Exercises:
1. In the opinion piece on the energy and transportation bills, what was the House vote on the Transportation Bill?
2. For each statement, say whether it agrees with the opinion piece on the energy and transportation bills, and quote the words that decide it. (a) The Energy Bill runs to 1,724 pages. (b) Under the Energy Bill, Daylight Savings Time would end three weeks later. (c) More than one third of the population pays income tax.
3. Continue the opinion piece on the energy and transportation bills from the point where it stops.

Extract provided:

———

Home >> United States & Canada >> Economics & Trade Email Print Hold Your Wallets: Congress Passes Energy and Transportation Bills Ross Kaminsky - 8/11/2005 The newly passed Energy Bill is a 1,724 page boondoggle of subsidies and tax breaks to industries that don't need and/or don't deserve taxpayer money, ranging from the wildly profitable oil industry to stupidly wasteful billions spent on "renewable" energy. (It's not that I oppose renewables, it's simply that private industry can and would handle the development themselves if there would be a market for it. If there wouldn't, we shouldn't spend taxpayer money on projects that a profit-seeking business would not rationally support.)
There is some good news about the energy bill: It does not deal with "climate change" and I like the idea of having more daylight savings time. (Under the bill, Daylight Savings Time would start three weeks earlier and end a week later.)
In any case, even though the Energy Bill is bad news and unnecessary, it's essentially irrelevant in comparison to the Transportation Bill.
Last week, the House passed the $286.4 billion Transportation Bill by a vote of 412-8. Whenever you see a vote count like that, grab your wallet, because government is without a doubt picking your pocket. And that's certainly the case here. This bill has about 6,000 "earmarks", i.e. politicians taking your money for their pet projects.
Let's be very clear about the cost of this bill:
It comes to about $968 per person in the USA, but that still dramatically understates the situation since less than one third of the population pays income tax. A more relevant statistic is that this bill costs over $3200 per person who actually pays any income tax (of which there were about 88.5 million in 2004.)

———

Data excerpts:

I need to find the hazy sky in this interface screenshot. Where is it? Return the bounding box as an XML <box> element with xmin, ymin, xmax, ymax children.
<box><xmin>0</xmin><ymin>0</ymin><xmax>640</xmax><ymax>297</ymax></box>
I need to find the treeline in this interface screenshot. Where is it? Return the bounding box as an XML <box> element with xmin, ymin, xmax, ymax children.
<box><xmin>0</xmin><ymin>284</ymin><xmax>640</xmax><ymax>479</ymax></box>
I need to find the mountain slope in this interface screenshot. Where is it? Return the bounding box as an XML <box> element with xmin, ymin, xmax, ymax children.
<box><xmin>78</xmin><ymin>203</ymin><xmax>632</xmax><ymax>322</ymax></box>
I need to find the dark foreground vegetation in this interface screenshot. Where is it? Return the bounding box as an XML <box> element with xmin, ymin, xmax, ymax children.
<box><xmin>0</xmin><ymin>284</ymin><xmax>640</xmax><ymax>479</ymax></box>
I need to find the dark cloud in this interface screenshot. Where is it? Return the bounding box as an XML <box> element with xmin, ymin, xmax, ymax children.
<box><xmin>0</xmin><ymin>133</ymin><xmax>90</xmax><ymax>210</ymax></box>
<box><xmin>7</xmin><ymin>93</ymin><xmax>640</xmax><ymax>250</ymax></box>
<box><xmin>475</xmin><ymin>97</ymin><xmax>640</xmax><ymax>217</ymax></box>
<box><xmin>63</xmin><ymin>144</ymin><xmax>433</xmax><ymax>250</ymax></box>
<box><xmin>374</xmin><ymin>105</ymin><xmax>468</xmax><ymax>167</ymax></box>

———

Answers per task:
1. 412-8

2.
(a) Yes: "The newly passed Energy Bill is a 1,724 page boondoggle"
(b) No: "Daylight Savings Time would start three weeks earlier and end a week later"
(c) No: "less than one third of the population pays income tax"

3.
Given that about 1/3 of income tax payers (i.e. who file and pay more than zero) pay less than $3200 in income tax, the median cost per income tax payer is much higher. In 2003, for example, over 20% of filers paid tax at a marginal rate of 10%, which stopped at $7,000 in income. By my calculations, the median cost per taxpayer for this bill is then closer to $4500!
(Statistics and calculations based on 2004 numbers from the Tax Foundation which you can see here: http://www.taxfoundation.org/publications/show/542.html and 2003 numbers from the Tax Policy Center, which you can see here: http://taxpolicycenter.org/taxfacts/tfdb/tftemplate.cfm)
This sort of spending would be considered a mark of insanity within a family and criminal negligence within a business, and it should not be tolerated of our politicians who simply use our money to buy our votes.
Depending on what you call "pork", the bill is anywhere from a travesty to a disaster. Even the liberal media like the Washington Post acknowledges $24 billion in "special projects", "including $5.9 million for a Vermont snowmobile trail and $3 million for a documentary about Alaska infrastructure."
Taxpayers for Common Sense has a list of all "earmarks" in this project. A random review comes close to making me physically ill. In almost any state, most projects are categorized as "High Priority" including such gems as:
Construct a pedestrian and bicycle bridge across TH 169, Onamia, MN ($878,080)
Delta Ponds Bike/Pedestrian Path, Oregon ($2,880,000)
And these three in a row from Georgia: Jogging, and Bicycle Trails around CSU, Columbus ($400,000) Streetscape-Thomasville ($240,000) Sidewalk revitalization project in downtown Eastman ($400,000)
While there are legitimate uses of the Federal government in roads and transportation, i.e. interstate highways, most of the projects in the transportation bill are strictly on state and local roads or parks or bicycle trails.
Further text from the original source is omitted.